Pointing entries:
--- Start ---
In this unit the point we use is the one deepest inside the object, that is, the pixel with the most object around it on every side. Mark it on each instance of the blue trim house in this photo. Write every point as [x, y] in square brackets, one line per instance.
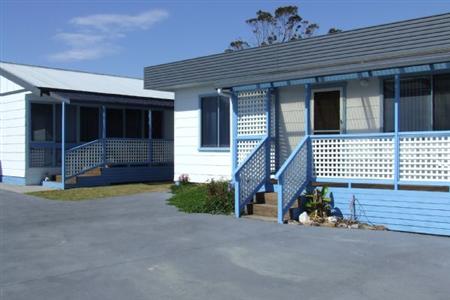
[363, 111]
[63, 128]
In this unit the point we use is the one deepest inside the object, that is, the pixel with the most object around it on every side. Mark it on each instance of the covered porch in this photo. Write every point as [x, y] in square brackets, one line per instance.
[379, 132]
[87, 139]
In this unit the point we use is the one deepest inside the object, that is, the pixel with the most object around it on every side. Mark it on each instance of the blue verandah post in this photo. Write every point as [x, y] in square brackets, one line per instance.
[63, 145]
[104, 133]
[308, 131]
[234, 102]
[268, 132]
[149, 136]
[396, 130]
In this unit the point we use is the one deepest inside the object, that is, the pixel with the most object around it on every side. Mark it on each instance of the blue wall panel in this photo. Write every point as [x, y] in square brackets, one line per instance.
[413, 211]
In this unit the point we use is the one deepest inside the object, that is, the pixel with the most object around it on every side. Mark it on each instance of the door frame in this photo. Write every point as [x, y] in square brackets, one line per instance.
[342, 106]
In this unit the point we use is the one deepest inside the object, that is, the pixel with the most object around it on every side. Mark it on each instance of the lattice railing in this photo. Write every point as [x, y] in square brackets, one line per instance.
[127, 151]
[83, 157]
[251, 175]
[425, 157]
[292, 177]
[162, 152]
[358, 157]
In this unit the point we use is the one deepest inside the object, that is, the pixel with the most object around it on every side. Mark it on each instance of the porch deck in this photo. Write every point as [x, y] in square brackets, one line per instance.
[400, 179]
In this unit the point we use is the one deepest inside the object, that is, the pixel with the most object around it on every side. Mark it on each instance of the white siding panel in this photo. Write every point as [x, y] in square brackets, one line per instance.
[201, 166]
[12, 132]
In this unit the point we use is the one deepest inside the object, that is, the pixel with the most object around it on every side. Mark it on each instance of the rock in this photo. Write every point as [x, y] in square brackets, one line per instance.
[332, 220]
[304, 218]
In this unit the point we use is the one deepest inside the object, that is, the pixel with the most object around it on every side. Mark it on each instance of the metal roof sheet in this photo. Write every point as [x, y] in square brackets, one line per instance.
[59, 79]
[417, 41]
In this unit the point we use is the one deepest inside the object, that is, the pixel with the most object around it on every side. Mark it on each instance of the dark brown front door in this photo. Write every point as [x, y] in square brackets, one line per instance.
[327, 112]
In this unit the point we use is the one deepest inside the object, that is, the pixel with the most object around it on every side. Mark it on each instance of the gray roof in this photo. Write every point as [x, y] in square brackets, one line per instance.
[70, 80]
[412, 42]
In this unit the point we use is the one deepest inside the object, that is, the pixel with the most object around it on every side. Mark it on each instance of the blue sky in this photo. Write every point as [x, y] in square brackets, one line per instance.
[121, 37]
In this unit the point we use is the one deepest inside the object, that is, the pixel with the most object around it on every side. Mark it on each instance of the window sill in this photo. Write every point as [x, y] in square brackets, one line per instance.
[213, 149]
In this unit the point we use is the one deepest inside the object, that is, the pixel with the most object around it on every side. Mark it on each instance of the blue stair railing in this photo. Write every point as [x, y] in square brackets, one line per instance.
[251, 175]
[293, 177]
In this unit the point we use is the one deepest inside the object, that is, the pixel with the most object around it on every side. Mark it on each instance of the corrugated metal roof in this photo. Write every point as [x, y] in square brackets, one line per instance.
[50, 78]
[417, 41]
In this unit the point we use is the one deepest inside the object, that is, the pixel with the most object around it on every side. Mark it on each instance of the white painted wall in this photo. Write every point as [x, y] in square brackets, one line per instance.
[12, 129]
[199, 165]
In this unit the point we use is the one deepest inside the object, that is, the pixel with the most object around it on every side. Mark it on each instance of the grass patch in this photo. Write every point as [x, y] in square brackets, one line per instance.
[77, 194]
[214, 197]
[190, 198]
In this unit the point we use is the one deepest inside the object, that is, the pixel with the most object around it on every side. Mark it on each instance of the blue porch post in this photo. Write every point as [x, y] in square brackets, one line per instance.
[396, 130]
[308, 130]
[234, 103]
[104, 133]
[149, 136]
[269, 134]
[63, 144]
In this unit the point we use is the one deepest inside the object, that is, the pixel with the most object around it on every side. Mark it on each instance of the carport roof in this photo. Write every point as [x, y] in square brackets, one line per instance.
[45, 79]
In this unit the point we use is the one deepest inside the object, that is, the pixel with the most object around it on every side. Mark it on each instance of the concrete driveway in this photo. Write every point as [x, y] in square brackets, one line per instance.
[137, 247]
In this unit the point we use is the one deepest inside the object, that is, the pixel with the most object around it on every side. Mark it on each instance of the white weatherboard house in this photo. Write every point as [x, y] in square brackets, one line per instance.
[82, 129]
[365, 112]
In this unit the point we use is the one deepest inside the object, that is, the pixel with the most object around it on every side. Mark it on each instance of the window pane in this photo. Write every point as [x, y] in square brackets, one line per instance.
[71, 123]
[224, 125]
[41, 122]
[114, 123]
[209, 119]
[89, 126]
[133, 127]
[442, 102]
[415, 105]
[157, 124]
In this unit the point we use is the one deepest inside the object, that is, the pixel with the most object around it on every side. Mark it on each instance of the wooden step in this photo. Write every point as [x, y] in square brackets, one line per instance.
[92, 172]
[267, 198]
[266, 205]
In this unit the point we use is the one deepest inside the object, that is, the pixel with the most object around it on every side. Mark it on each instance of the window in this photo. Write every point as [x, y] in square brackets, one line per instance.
[442, 102]
[133, 124]
[89, 124]
[41, 122]
[114, 123]
[424, 103]
[215, 122]
[71, 123]
[415, 105]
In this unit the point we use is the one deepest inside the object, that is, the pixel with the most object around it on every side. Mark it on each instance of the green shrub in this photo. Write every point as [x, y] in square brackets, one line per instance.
[215, 197]
[219, 198]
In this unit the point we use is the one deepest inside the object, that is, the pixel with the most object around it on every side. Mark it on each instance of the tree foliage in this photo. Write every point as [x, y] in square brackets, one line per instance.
[283, 25]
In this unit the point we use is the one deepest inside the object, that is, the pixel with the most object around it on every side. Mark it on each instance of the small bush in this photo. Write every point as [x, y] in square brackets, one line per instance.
[219, 198]
[215, 197]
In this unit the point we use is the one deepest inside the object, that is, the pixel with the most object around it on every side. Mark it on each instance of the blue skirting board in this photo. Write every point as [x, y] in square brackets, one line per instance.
[126, 175]
[412, 211]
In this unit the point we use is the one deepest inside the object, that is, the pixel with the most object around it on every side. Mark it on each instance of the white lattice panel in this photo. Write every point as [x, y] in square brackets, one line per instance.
[251, 112]
[356, 158]
[83, 158]
[244, 148]
[425, 158]
[40, 157]
[162, 151]
[126, 151]
[294, 176]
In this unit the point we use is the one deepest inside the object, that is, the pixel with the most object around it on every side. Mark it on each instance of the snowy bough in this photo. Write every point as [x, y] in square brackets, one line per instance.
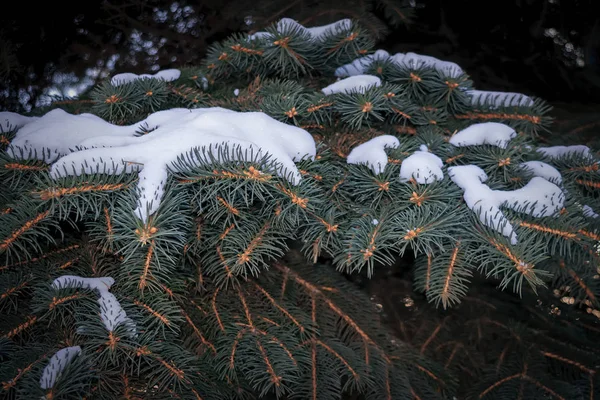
[195, 233]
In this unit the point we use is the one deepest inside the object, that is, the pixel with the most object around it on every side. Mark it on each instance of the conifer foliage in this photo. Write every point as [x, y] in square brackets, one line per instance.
[237, 282]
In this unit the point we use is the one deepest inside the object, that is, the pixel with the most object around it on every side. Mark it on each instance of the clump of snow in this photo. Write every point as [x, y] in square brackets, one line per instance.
[538, 198]
[11, 120]
[352, 84]
[372, 152]
[316, 32]
[492, 133]
[73, 281]
[166, 75]
[422, 166]
[360, 65]
[564, 151]
[499, 99]
[111, 312]
[105, 147]
[58, 362]
[57, 133]
[408, 60]
[589, 212]
[543, 170]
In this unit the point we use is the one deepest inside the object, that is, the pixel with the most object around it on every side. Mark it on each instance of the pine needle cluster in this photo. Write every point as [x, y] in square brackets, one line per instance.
[241, 285]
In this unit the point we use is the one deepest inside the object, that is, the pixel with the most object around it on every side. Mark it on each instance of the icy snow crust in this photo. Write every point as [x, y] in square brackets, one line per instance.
[166, 75]
[538, 198]
[499, 99]
[111, 312]
[543, 170]
[493, 133]
[10, 120]
[352, 84]
[422, 166]
[372, 153]
[565, 151]
[58, 362]
[410, 60]
[316, 32]
[84, 144]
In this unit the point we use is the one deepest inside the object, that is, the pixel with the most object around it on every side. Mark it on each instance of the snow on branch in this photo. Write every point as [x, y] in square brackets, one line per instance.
[554, 152]
[111, 312]
[10, 120]
[58, 362]
[422, 166]
[499, 99]
[316, 32]
[353, 84]
[408, 60]
[166, 75]
[543, 170]
[372, 153]
[84, 144]
[538, 198]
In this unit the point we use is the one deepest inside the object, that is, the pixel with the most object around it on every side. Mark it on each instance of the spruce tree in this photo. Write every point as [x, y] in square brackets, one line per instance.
[206, 233]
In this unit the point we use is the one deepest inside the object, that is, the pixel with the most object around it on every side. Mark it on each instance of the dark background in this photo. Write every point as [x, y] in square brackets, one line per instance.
[545, 48]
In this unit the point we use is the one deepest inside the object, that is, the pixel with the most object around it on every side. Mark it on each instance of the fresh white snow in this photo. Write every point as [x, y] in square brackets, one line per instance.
[57, 133]
[356, 83]
[111, 312]
[74, 281]
[10, 120]
[372, 152]
[166, 75]
[564, 151]
[543, 170]
[499, 99]
[316, 32]
[422, 166]
[589, 212]
[538, 198]
[492, 133]
[408, 60]
[56, 365]
[85, 143]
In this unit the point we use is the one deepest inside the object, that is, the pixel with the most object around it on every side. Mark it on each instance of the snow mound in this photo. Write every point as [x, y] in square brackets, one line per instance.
[352, 84]
[565, 151]
[422, 166]
[166, 75]
[111, 312]
[316, 32]
[538, 198]
[372, 153]
[86, 143]
[499, 99]
[58, 133]
[408, 60]
[73, 281]
[492, 133]
[58, 362]
[360, 65]
[543, 170]
[589, 212]
[10, 120]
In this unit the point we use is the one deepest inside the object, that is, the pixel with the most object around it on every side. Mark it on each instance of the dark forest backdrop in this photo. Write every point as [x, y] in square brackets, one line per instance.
[547, 48]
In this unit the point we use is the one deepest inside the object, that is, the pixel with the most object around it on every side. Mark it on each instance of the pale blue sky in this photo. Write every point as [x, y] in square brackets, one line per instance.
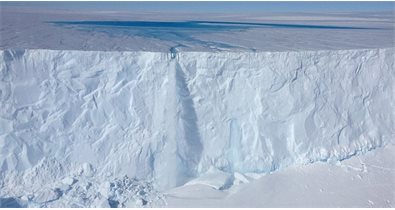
--- End ---
▶ _TASK PROMPT_:
Identify every line in the entries above that contains the string "painted", and copy each one. Case counts.

▶ _EXPECTED ANSWER_:
In this unit the point we use is the one deepest inside the object, that is, the pixel with the most object around it on every side. Mark it on each instance of the white painted wall in this photo. Write every point as [x, y] in square brackets, one line per instance.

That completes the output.